◆ **Written instruction**
Copy the lines below word for word, leaving out the pictures.

◆ **Information provided**
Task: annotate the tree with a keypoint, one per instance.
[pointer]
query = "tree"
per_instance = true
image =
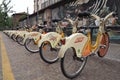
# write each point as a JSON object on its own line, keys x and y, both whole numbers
{"x": 5, "y": 20}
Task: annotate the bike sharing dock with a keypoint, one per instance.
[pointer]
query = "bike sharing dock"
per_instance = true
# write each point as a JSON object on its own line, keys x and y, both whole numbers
{"x": 21, "y": 65}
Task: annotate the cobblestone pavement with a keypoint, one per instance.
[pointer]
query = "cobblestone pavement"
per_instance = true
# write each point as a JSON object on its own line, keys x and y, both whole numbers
{"x": 26, "y": 66}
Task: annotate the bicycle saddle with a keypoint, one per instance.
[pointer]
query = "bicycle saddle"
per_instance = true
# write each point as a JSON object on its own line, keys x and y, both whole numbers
{"x": 56, "y": 20}
{"x": 84, "y": 14}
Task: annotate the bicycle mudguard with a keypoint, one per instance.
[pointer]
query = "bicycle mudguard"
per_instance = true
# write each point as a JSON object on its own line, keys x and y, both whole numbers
{"x": 51, "y": 37}
{"x": 76, "y": 41}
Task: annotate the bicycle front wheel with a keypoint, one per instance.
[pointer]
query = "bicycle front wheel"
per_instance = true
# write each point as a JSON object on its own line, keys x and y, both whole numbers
{"x": 31, "y": 46}
{"x": 71, "y": 65}
{"x": 48, "y": 54}
{"x": 104, "y": 45}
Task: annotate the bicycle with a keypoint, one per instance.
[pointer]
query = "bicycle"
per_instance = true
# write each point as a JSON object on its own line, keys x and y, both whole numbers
{"x": 31, "y": 41}
{"x": 78, "y": 47}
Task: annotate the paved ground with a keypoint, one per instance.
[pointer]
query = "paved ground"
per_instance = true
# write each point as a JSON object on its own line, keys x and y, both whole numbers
{"x": 26, "y": 66}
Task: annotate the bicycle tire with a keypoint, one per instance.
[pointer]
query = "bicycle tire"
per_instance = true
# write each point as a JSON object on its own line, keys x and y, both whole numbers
{"x": 78, "y": 70}
{"x": 31, "y": 47}
{"x": 52, "y": 54}
{"x": 104, "y": 41}
{"x": 20, "y": 40}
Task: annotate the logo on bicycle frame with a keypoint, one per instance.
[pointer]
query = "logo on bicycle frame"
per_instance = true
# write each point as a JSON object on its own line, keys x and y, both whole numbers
{"x": 79, "y": 39}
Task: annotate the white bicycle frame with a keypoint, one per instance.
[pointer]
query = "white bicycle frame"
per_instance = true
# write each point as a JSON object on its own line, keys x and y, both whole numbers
{"x": 78, "y": 41}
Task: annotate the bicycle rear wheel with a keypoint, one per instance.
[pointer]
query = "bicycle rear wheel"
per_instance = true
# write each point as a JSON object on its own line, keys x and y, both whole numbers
{"x": 48, "y": 54}
{"x": 104, "y": 45}
{"x": 71, "y": 65}
{"x": 31, "y": 46}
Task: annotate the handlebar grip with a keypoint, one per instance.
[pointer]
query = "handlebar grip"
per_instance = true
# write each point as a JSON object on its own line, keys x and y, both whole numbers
{"x": 84, "y": 14}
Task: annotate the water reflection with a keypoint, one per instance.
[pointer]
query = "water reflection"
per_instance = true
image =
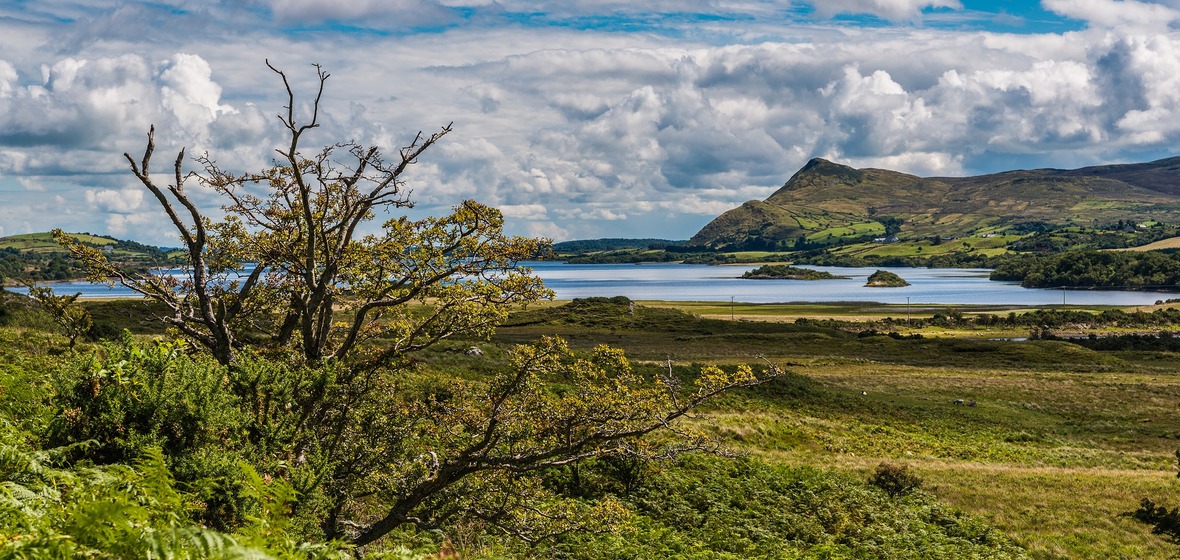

◆ **Output for this task**
Task: annotate the tree with a keypoint, one per instance.
[pointer]
query = "tree"
per_instance = true
image =
# write each point as a JSON object on its own line, keys x and y, both whole numbers
{"x": 5, "y": 20}
Task: annotate the bike sharing dock with a keypoint, one per instance.
[pointer]
query = "bike sharing dock"
per_instance = true
# write each point as a JSON object on its own line, keys x and y, both whole numbers
{"x": 21, "y": 65}
Task: annotate the cobblestone pavement with a keypoint, one per instance.
[pointer]
query = "cobblestone pavement"
per_instance = true
# write each point as a JSON object on its own line, keys x and y, both whole numbers
{"x": 26, "y": 66}
Task: annotate the bicycle saddle with a keypoint, one per instance.
[pointer]
query = "bicycle saddle"
per_instance = true
# write each point as a JSON object on its own line, keys x and y, both whole numbers
{"x": 56, "y": 20}
{"x": 84, "y": 14}
Task: annotate the bicycle mudguard with a keypoint, one per instance.
[pointer]
query = "bicycle mudguard"
per_instance = true
# write each point as a JSON object on its own line, keys x and y, both whole numbers
{"x": 51, "y": 37}
{"x": 76, "y": 41}
Task: annotate the bicycle front wheel with a keypoint, one per instance.
[pointer]
query = "bicycle front wheel"
per_instance = true
# write each point as a JSON object on its own line, keys x and y, both whole numbers
{"x": 31, "y": 46}
{"x": 71, "y": 65}
{"x": 48, "y": 54}
{"x": 104, "y": 45}
Task: annotate the bicycle with a keypoint, one per instance.
[pointer]
query = "bicycle"
per_instance = true
# write each point as a JSON object on its own line, keys x and y, both whole numbers
{"x": 31, "y": 41}
{"x": 78, "y": 47}
Task: annotate the paved ground with a keypoint, one per instance.
[pointer]
query = "paved ground"
per_instance = true
# write each point as a JSON object on its own line, keys x and y, both whole numbers
{"x": 26, "y": 66}
Task: annotate the bicycle tire with a keypoint, one per instance.
[pointer]
query = "bicycle tire"
per_instance = true
# write each point as a JSON object on its own line, keys x and y, both whole numbers
{"x": 78, "y": 70}
{"x": 31, "y": 47}
{"x": 52, "y": 54}
{"x": 104, "y": 41}
{"x": 20, "y": 40}
Task: annotate the logo on bicycle frame with a keypoint, one per instance.
[pointer]
query = "logo on bicycle frame"
per_instance = true
# write each point as a JSON object on its own line, keys x and y, both whole numbers
{"x": 79, "y": 39}
Task: annotate the white bicycle frame with a keypoint, one per instance.
[pointer]
query = "white bicycle frame"
per_instance = true
# write each point as a JSON object on its own line, keys x and y, both whole numbers
{"x": 78, "y": 41}
Task: annotate the bicycle rear wheel with a keypoint, one per instance.
[pointer]
query = "bicycle rear wheel"
per_instance = true
# write each point as a JSON object on its own line, keys x and y, both whole numbers
{"x": 48, "y": 54}
{"x": 104, "y": 45}
{"x": 71, "y": 65}
{"x": 31, "y": 46}
Task: annotate the handlebar grip with a keypoint, one per instance.
[pointer]
query = "handlebar grip"
per_instance = true
# write each point as a JSON object on its own line, keys x and y, both whole numbers
{"x": 84, "y": 14}
Task: annotate the water reflection with a keypoint, one per instance.
[pointer]
query = "water reflection"
per_instance = true
image =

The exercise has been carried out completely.